**Material for this task:**
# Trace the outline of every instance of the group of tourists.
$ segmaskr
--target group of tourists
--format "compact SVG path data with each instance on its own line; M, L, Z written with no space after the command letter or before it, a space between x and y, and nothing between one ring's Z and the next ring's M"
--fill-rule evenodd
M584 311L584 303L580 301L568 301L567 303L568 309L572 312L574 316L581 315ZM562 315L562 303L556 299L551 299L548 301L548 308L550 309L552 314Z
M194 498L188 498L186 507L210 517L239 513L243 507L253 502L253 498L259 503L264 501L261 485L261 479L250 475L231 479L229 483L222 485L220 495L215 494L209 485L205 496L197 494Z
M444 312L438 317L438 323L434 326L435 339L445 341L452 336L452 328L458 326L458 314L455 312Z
---
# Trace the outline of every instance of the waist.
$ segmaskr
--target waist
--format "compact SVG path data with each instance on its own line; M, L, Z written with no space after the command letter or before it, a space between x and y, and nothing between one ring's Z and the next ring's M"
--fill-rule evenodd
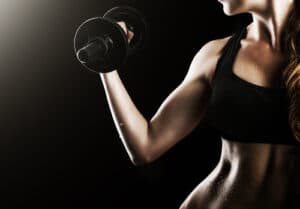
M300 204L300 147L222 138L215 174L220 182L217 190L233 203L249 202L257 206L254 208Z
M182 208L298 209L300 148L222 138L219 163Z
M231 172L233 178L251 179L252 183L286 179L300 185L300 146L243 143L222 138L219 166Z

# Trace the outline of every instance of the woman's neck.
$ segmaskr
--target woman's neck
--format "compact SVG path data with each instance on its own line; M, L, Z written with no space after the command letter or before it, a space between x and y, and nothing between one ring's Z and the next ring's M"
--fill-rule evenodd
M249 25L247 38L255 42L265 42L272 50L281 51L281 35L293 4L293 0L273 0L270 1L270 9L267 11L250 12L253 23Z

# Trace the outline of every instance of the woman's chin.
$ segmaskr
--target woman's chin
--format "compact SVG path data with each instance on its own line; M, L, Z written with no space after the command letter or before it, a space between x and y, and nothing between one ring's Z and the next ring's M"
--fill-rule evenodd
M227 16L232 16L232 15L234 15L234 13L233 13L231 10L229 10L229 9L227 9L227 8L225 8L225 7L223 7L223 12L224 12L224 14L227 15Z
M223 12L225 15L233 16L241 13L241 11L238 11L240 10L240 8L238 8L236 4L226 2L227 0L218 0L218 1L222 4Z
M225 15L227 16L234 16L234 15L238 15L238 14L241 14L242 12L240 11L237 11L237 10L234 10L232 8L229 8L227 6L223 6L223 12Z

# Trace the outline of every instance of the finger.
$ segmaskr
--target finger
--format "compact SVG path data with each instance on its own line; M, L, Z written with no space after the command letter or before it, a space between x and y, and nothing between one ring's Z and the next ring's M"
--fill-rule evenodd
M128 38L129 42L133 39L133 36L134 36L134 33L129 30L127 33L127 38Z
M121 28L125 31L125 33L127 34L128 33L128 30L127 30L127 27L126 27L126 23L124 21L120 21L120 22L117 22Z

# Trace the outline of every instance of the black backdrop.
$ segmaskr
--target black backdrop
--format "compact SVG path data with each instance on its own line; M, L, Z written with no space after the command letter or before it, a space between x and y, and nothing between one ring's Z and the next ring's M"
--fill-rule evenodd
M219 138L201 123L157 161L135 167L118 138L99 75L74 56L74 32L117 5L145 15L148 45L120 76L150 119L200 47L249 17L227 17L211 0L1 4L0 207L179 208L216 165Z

**Work instruction:** Filter the listing for the word "target" and copy every line that holds it.

**Task response:**
--target group of tourists
--target waist
--target woman's neck
--target woman's chin
--target finger
--target black backdrop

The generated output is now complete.